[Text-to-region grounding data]
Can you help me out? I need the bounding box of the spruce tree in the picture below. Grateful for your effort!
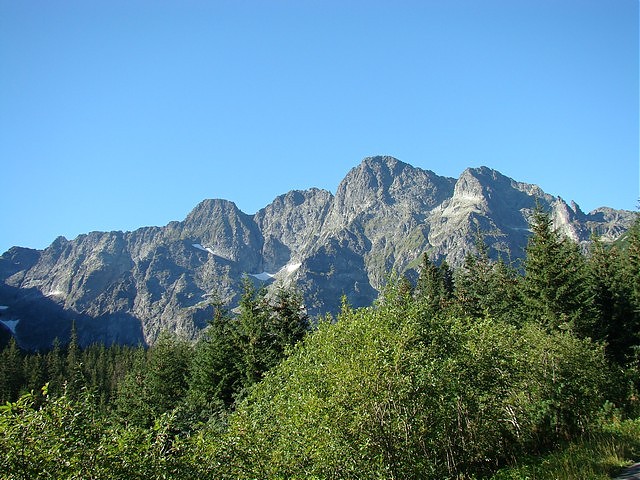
[415,253,443,312]
[454,237,520,323]
[235,277,309,394]
[46,338,66,396]
[626,213,640,318]
[522,207,596,336]
[65,322,84,399]
[588,236,637,363]
[188,300,241,411]
[0,338,24,402]
[143,332,192,419]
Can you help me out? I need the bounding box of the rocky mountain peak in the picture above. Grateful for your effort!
[334,156,409,210]
[254,188,333,272]
[0,157,634,349]
[329,156,455,227]
[452,168,488,205]
[181,198,262,264]
[183,198,244,233]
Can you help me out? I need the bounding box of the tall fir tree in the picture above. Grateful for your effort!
[588,236,638,363]
[46,338,66,397]
[22,352,46,398]
[454,237,520,324]
[188,300,241,412]
[414,253,453,318]
[235,277,309,395]
[625,213,640,318]
[115,344,152,427]
[0,338,24,402]
[522,207,596,336]
[143,332,192,420]
[65,322,84,399]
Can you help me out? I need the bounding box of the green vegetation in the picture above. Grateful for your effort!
[490,419,640,479]
[0,209,639,478]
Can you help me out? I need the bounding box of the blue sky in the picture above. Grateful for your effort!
[1,0,638,254]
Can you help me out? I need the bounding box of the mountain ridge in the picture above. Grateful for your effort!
[0,156,635,349]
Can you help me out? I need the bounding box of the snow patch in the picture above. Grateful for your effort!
[0,306,8,311]
[250,262,302,281]
[192,243,215,255]
[249,272,274,281]
[285,262,301,274]
[0,319,19,335]
[249,262,301,282]
[46,290,65,297]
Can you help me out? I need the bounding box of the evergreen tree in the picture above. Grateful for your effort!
[438,260,455,300]
[0,338,24,402]
[522,207,596,336]
[83,343,109,406]
[625,213,640,318]
[188,300,241,413]
[588,236,638,363]
[143,333,192,421]
[22,352,46,398]
[454,238,520,324]
[116,345,151,427]
[45,338,66,397]
[414,253,450,316]
[235,277,309,395]
[235,278,271,391]
[65,323,84,399]
[265,284,309,357]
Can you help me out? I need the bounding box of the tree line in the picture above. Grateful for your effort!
[0,207,639,479]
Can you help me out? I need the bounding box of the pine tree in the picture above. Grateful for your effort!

**Task description**
From the line holding "of the green" to the last line of the data above, copy every line exactly and include nothing more.

**Exercise response**
Can you help me out? I need the bounding box of the green vegetation in the picture above. Grateful for your effort!
[490,419,640,479]
[0,209,639,478]
Can you help me out? I need the bounding box of the blue sky in the picture above. Grateful for your effort!
[1,0,638,254]
Can you help me out? I need the bounding box of the mountain ridge in the picture above. Grateful for your effort!
[0,156,635,349]
Can you help me out? I need the bounding box of the snow patch in the picture above. Grateful for your effort!
[0,306,8,311]
[250,262,302,281]
[192,243,215,255]
[249,272,274,281]
[285,262,301,274]
[0,319,19,335]
[249,262,301,282]
[46,290,65,297]
Can you help me out? I need the bounding box of the evergreen tree in the picture above. Grateful for your effort!
[438,260,455,300]
[0,338,24,402]
[522,207,596,336]
[83,343,109,406]
[625,213,640,318]
[188,300,241,413]
[588,236,638,363]
[143,333,192,421]
[22,352,46,398]
[454,238,520,324]
[116,345,151,427]
[45,338,66,397]
[414,253,450,316]
[235,277,309,395]
[235,278,271,391]
[65,323,84,399]
[265,284,309,357]
Can you help me out? I need the bounding box of the tree line in the picture above. Grateful for your effort!
[0,207,639,479]
Can you help me out? I need the bounding box of the pine tree in the picture above. Grateful for your effort!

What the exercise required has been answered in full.